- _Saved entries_
^^^^^^^^

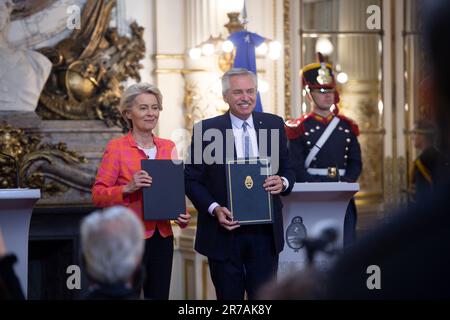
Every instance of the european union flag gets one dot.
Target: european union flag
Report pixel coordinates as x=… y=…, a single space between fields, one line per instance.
x=245 y=43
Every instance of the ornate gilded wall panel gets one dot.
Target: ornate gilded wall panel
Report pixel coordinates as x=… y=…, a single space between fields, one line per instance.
x=88 y=68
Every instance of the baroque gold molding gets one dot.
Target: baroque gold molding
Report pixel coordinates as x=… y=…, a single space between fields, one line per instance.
x=188 y=71
x=174 y=56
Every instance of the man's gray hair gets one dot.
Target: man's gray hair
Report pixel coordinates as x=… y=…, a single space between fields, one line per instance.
x=132 y=92
x=236 y=72
x=112 y=242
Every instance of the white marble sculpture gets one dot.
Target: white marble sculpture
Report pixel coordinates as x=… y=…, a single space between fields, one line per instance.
x=23 y=72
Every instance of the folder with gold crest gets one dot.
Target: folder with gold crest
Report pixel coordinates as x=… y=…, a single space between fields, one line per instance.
x=248 y=201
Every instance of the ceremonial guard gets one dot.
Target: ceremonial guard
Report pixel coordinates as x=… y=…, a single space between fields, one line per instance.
x=323 y=144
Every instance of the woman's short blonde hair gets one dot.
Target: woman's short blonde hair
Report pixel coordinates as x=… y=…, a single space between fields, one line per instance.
x=132 y=92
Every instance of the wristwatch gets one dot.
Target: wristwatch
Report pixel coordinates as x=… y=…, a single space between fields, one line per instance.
x=284 y=184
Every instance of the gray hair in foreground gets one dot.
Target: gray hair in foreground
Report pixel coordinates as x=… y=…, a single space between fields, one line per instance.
x=112 y=242
x=132 y=92
x=236 y=72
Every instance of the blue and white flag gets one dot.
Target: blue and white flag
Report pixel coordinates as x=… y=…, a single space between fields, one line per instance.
x=245 y=43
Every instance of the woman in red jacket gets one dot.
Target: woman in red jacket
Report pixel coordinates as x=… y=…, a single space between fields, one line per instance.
x=120 y=179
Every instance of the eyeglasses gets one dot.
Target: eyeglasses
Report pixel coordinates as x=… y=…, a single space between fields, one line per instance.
x=324 y=91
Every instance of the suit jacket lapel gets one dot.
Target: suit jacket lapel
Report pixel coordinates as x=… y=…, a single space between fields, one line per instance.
x=225 y=124
x=259 y=124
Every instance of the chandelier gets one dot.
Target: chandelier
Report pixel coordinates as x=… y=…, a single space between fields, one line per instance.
x=225 y=49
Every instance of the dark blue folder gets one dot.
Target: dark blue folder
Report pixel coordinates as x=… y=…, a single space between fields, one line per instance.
x=164 y=200
x=248 y=201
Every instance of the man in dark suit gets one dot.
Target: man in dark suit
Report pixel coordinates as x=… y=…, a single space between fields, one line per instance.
x=241 y=258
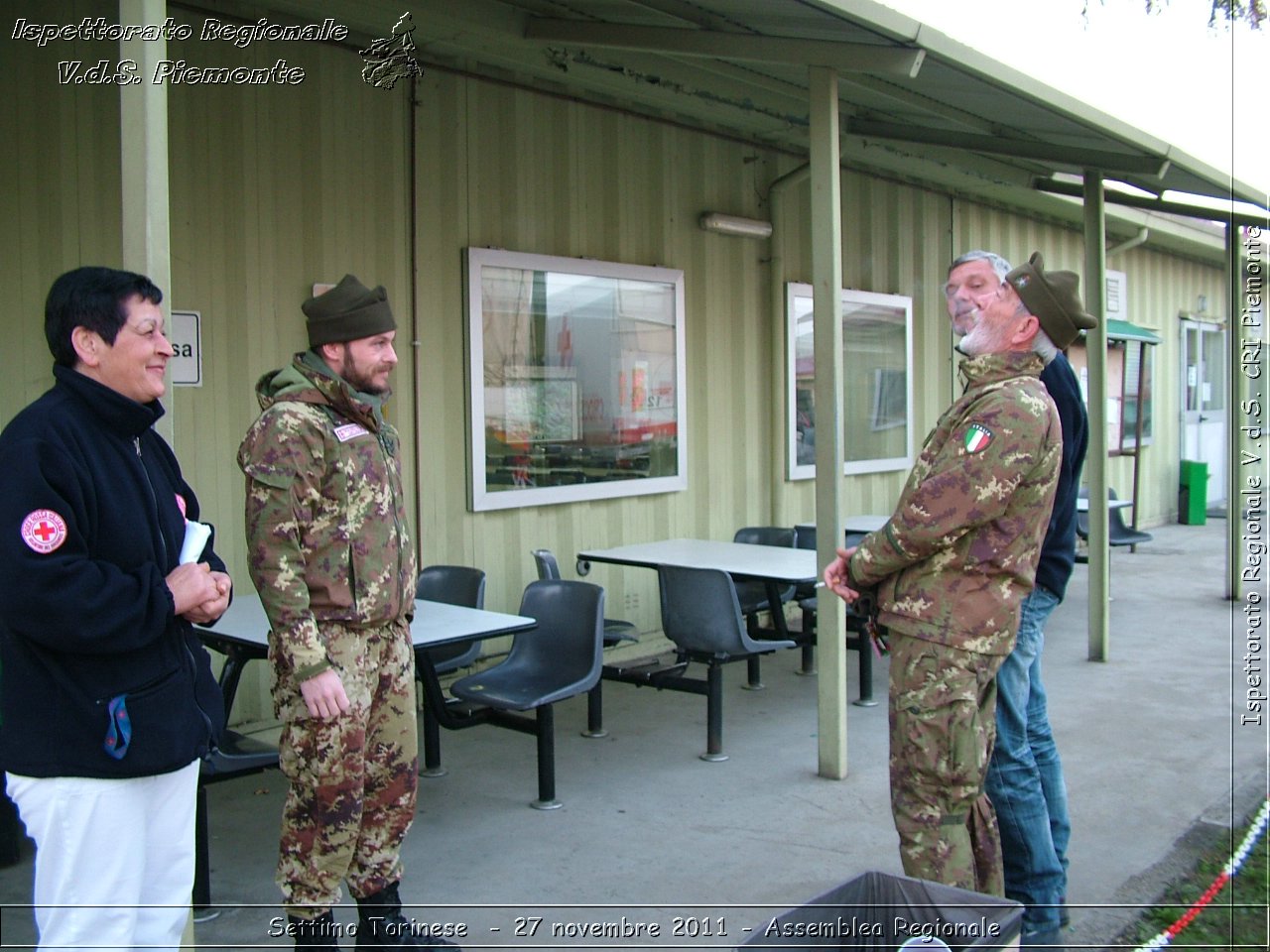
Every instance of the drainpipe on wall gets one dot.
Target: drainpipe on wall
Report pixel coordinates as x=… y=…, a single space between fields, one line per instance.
x=780 y=408
x=416 y=343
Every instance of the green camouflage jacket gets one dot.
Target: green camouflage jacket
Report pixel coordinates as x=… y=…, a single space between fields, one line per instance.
x=956 y=557
x=325 y=515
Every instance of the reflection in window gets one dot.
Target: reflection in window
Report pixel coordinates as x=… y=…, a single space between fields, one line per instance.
x=576 y=372
x=876 y=390
x=1137 y=393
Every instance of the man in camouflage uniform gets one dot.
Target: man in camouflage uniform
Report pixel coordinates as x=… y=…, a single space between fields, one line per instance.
x=951 y=569
x=331 y=558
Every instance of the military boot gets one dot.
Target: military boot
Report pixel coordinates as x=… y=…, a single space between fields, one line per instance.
x=318 y=933
x=381 y=924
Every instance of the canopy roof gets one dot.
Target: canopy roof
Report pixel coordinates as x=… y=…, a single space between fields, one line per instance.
x=1127 y=330
x=915 y=103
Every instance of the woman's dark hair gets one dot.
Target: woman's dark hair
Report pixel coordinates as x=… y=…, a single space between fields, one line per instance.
x=93 y=298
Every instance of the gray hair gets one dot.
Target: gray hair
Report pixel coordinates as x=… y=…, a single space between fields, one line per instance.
x=998 y=264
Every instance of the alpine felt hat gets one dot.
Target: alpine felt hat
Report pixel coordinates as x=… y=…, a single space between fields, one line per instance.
x=348 y=311
x=1055 y=299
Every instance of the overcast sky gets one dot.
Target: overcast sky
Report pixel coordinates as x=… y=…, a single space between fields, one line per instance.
x=1169 y=73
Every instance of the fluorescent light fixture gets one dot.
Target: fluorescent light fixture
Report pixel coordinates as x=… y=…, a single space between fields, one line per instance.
x=722 y=223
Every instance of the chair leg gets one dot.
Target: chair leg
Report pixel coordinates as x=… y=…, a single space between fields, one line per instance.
x=202 y=892
x=431 y=746
x=714 y=714
x=866 y=698
x=595 y=712
x=753 y=674
x=808 y=644
x=545 y=734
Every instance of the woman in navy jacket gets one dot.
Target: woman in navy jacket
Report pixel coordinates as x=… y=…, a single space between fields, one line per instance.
x=108 y=698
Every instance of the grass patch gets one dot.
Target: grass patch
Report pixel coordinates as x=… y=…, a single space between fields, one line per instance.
x=1237 y=916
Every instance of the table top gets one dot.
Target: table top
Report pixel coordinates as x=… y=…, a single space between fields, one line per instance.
x=1082 y=504
x=733 y=557
x=855 y=524
x=435 y=624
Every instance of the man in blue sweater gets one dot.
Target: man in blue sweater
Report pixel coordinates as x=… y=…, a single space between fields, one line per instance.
x=1025 y=774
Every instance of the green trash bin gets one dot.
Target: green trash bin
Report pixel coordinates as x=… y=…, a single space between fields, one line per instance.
x=1193 y=493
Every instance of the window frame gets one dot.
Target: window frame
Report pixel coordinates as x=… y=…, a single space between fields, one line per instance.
x=481 y=497
x=875 y=417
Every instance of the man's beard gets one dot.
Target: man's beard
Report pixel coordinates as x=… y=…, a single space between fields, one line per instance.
x=361 y=381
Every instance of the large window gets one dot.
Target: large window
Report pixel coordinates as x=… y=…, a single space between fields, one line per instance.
x=575 y=380
x=876 y=382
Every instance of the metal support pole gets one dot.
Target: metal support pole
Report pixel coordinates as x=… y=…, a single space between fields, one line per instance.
x=144 y=164
x=826 y=303
x=1096 y=460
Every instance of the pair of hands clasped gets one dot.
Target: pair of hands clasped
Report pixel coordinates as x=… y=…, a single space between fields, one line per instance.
x=199 y=594
x=835 y=576
x=202 y=595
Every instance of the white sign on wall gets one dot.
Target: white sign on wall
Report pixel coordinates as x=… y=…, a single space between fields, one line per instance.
x=186 y=338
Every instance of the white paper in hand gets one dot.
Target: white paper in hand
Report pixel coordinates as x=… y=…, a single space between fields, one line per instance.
x=195 y=539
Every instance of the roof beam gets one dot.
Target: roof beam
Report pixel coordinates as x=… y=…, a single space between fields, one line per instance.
x=1155 y=204
x=844 y=58
x=1012 y=148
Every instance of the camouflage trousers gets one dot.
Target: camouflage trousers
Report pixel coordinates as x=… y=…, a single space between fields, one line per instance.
x=353 y=778
x=943 y=725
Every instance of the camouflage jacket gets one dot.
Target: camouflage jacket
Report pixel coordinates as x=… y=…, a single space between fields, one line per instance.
x=956 y=557
x=325 y=515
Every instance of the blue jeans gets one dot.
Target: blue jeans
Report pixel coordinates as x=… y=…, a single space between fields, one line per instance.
x=1025 y=775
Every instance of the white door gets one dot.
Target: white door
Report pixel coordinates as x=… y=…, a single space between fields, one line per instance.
x=1205 y=403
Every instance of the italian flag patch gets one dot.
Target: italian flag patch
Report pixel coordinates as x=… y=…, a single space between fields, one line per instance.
x=976 y=438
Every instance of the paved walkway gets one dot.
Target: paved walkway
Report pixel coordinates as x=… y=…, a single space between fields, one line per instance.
x=1157 y=765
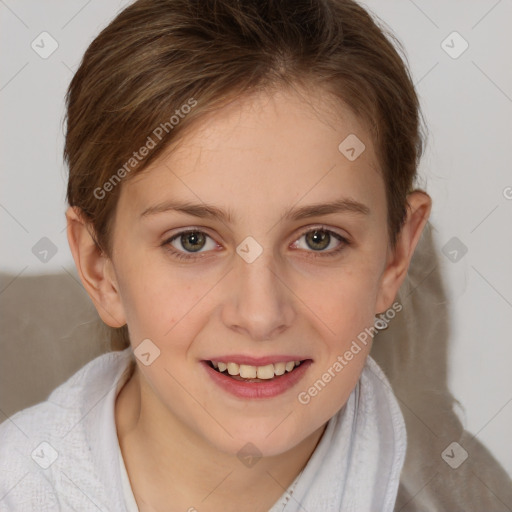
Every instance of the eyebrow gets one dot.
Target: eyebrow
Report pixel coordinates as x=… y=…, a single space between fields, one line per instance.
x=344 y=205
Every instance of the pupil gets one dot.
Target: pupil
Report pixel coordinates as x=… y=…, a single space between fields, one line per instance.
x=193 y=241
x=318 y=239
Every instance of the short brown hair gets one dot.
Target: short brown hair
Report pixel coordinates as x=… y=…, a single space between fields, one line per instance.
x=157 y=55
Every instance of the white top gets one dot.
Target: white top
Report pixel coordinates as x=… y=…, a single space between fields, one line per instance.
x=64 y=452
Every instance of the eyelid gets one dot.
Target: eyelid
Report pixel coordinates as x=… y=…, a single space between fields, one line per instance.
x=344 y=241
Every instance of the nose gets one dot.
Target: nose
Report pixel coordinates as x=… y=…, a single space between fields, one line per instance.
x=259 y=303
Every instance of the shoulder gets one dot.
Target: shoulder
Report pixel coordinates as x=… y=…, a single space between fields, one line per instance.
x=43 y=445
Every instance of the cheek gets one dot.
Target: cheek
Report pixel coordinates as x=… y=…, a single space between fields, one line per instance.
x=343 y=299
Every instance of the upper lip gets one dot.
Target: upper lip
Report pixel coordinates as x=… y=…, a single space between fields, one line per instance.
x=256 y=361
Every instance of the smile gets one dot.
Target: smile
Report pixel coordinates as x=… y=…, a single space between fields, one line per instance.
x=256 y=382
x=254 y=373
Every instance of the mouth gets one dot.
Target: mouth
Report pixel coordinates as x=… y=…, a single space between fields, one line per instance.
x=248 y=381
x=250 y=373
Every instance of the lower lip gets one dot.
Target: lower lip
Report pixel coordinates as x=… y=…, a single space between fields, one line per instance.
x=263 y=389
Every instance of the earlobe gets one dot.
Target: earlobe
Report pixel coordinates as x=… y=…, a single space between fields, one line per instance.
x=95 y=269
x=398 y=261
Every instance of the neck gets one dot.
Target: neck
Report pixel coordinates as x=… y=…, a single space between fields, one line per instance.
x=168 y=463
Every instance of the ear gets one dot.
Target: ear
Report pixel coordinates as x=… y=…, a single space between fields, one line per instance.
x=95 y=269
x=398 y=260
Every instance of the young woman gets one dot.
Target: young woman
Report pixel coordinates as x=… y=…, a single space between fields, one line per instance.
x=242 y=211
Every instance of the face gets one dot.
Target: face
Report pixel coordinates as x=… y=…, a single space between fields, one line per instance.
x=226 y=250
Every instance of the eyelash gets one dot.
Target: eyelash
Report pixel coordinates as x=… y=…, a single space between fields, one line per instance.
x=316 y=254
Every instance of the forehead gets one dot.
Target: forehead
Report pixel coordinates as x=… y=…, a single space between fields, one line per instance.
x=276 y=147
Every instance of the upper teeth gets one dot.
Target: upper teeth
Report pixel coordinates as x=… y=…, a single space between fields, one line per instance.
x=248 y=371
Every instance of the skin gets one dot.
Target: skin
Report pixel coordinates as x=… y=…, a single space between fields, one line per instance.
x=256 y=158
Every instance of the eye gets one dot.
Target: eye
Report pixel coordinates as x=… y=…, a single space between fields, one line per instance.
x=319 y=240
x=190 y=241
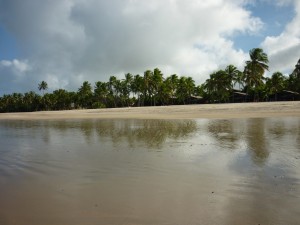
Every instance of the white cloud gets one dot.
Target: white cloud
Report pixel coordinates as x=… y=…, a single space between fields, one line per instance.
x=284 y=50
x=69 y=41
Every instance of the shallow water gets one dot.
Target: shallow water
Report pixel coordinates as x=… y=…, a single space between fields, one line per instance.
x=240 y=171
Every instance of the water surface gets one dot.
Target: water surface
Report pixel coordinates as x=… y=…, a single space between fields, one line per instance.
x=239 y=171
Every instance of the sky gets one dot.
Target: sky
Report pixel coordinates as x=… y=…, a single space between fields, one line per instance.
x=67 y=42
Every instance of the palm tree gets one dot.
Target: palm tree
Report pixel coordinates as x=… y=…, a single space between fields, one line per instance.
x=172 y=86
x=157 y=80
x=137 y=87
x=43 y=86
x=218 y=86
x=85 y=94
x=276 y=83
x=255 y=68
x=101 y=92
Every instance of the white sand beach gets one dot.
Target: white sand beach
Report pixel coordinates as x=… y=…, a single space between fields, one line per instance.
x=236 y=110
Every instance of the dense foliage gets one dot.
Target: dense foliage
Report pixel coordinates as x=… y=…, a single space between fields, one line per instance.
x=151 y=89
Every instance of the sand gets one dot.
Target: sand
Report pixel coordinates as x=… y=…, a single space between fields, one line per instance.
x=217 y=111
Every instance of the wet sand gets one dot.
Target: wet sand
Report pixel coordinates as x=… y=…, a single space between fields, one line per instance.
x=236 y=110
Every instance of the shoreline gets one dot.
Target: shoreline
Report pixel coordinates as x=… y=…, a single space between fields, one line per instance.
x=197 y=111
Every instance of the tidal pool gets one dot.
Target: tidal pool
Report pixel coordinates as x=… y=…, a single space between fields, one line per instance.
x=114 y=172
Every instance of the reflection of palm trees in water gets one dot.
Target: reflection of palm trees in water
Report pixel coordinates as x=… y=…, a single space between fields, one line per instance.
x=225 y=132
x=153 y=133
x=256 y=140
x=229 y=133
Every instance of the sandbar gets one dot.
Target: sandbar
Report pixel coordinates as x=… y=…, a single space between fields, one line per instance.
x=195 y=111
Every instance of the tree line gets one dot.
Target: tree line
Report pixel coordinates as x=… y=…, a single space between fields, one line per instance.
x=152 y=89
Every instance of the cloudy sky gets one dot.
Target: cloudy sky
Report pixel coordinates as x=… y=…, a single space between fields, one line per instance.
x=65 y=42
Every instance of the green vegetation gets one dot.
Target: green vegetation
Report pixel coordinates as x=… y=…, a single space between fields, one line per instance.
x=151 y=89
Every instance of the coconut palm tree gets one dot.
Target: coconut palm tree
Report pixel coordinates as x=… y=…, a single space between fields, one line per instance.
x=85 y=94
x=255 y=68
x=276 y=83
x=43 y=86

^^^^^^^^

- _What you have to do_
Your answer should be the lines above, from the line containing "Target: palm tree" up to and including the line containing "Every instance of the reflection of", reproduced exactly and with nothing else.

- _Exercise output_
Target: palm tree
Report pixel coordinates as x=… y=…, a single space between fields, one line per instance.
x=172 y=86
x=157 y=80
x=137 y=87
x=43 y=86
x=218 y=86
x=85 y=94
x=276 y=83
x=255 y=68
x=101 y=92
Every instance of the white sand beach gets one dot.
Target: white sand beach
Report pixel coordinates as x=… y=…, a single space between fields, one line per instance.
x=236 y=110
Every instance of the dense foliage gets one dot.
Target: dense foliage
Report pixel coordinates as x=… y=…, a single space between fields, one line per instance.
x=151 y=89
Every instance of the sand gets one dot.
Target: sand
Report pixel coordinates as x=… y=…, a single space between fields, one line per instance.
x=217 y=111
Every instance of the wet sand gets one dot.
Target: wet sand
Report pixel coordinates as x=… y=…, a single space between fields, one line per instance.
x=236 y=110
Every instance of the shoreline gets one dot.
Target: shoreline
Report pixel coordinates as x=… y=…, a single space between fields, one line per instance.
x=197 y=111
Every instance of the tidal pool gets one dot.
Target: tidal pool
Report pixel coordinates as x=… y=…, a single space between fields, one line per instance.
x=114 y=172
Every instance of the reflection of palm trees in water gets one dot.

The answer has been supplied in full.